_SOURCE_
▽

Climate Change Migration and Displacement: Learning from Past Relocations in the Pacific

Soc. Sci. 2019, 8(7), 218; https://doi.org/10.3390/socsci8070218
by Tammy Tabe
Reviewer 1:
Reviewer 2: Anonymous
Reviewer 3: Anonymous
Soc. Sci. 2019, 8(7), 218; https://doi.org/10.3390/socsci8070218
Submission received: 1 March 2019 / Revised: 20 June 2019 / Accepted: 26 June 2019 / Published: 19 July 2019

Round 1

Reviewer 1 Report

Thank you for this interesting article.  The history of the relocation of i-Kiribati people to the Phoenix and then Solomon Islands has been very much overlooked with only a few academic articles on the topic.  Of these, quite often the issue of the Gilbertese is not the main focus of the articles (for example it might be minority populations in Pacific Island countries).  So on its own the merits the story needs to be told.  It is even better that the story is from the resettled people themselves and is presented by one of their descendants.  The case becomes even more important when we consider its relevance to possible climate change responses in the Pacific Islands.

I have a few of concerns that would be useful to address.  The first of these is the use of the term displacement.  I think the paper needs to explain what is the difference between displacement and migration or forced migration.  For example, on line 20 it is stated ‘migration can lead to the displacement’.  On line 268 it is stated ‘forced migration creates displacement’.  My thought was, isn’t forced migration a form of displacement?  On lines 381-382 there is a statement that ‘While a lot of emphasis has been placed on migration as an adaptation strategy, it is displacement for many Pacific Islands’. Perhaps the terms displacement and (forced) migration need to be explained a little more fully and the distinctions between them clarified.  A few sentences would do the job perhaps in the introduction.

△

_SET TASK_
Condense the first reviewer's report above into two sentences.

_MATERIAL SHOWN_
▽

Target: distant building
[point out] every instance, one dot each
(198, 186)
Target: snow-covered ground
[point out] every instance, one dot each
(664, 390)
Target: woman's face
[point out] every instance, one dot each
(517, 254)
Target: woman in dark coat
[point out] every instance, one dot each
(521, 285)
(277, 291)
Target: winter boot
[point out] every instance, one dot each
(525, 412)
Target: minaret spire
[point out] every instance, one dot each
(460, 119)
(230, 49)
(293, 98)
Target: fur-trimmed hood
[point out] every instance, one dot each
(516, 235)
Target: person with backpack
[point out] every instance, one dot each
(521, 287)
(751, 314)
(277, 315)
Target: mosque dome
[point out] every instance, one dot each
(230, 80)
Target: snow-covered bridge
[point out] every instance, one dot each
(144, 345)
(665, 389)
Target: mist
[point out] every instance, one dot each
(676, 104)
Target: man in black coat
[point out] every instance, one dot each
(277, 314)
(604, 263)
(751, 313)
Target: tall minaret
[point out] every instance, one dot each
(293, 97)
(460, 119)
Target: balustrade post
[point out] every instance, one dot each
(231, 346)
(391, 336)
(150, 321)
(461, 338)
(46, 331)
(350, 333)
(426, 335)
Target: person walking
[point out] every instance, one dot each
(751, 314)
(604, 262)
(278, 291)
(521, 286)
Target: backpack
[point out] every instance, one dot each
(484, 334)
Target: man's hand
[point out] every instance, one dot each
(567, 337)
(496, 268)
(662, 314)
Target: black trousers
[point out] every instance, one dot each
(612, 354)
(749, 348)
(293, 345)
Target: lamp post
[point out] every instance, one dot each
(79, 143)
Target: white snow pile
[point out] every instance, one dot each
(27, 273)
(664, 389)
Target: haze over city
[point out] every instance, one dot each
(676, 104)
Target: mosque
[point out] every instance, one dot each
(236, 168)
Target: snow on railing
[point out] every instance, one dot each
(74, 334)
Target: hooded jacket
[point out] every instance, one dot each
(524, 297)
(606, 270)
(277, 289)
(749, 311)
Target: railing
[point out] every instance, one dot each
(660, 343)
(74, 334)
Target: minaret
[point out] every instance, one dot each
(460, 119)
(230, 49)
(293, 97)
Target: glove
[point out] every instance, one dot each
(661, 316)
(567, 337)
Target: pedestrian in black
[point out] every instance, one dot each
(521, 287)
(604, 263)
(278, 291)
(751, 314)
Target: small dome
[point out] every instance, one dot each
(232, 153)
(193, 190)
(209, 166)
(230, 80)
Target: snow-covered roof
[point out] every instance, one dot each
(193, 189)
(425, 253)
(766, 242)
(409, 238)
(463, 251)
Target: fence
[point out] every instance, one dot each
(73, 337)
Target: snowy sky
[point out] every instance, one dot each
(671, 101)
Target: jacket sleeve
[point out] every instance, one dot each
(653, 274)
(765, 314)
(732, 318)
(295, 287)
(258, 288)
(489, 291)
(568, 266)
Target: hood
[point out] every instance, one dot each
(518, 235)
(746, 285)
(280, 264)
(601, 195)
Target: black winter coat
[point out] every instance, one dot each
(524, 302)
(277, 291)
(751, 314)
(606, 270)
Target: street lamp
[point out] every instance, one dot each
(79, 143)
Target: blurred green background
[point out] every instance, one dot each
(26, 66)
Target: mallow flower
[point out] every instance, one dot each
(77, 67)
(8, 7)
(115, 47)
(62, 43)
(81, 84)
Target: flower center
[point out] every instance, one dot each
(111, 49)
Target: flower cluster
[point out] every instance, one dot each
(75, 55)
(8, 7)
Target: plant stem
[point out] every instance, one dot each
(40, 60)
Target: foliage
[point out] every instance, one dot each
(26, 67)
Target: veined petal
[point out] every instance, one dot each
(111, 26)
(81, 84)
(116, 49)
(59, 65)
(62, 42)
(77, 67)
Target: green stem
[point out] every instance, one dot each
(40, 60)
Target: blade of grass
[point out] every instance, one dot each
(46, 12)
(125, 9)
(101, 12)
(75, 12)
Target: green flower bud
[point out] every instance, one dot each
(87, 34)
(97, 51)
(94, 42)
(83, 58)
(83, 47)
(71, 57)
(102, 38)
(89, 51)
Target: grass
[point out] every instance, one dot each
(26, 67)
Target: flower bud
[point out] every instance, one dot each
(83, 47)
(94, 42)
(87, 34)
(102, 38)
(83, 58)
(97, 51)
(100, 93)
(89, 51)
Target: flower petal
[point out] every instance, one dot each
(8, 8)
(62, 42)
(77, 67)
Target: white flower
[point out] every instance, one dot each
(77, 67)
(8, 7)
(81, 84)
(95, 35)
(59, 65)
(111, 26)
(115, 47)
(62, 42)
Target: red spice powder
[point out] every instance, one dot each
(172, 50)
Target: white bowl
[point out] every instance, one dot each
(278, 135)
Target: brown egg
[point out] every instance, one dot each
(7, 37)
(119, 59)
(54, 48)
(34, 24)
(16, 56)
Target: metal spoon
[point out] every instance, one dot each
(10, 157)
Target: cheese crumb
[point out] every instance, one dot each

△

_CORRECT RESPONSE_
The reviewer praises the article for telling the overlooked history of the i-Kiribati relocation to the Phoenix and then Solomon Islands through the resettled people themselves and one of their descendants, and stresses its relevance to possible climate change responses in the Pacific Islands. The first concern raised is the use of the term displacement: the paper should explain how displacement differs from migration or forced migration, perhaps in a few sentences in the introduction.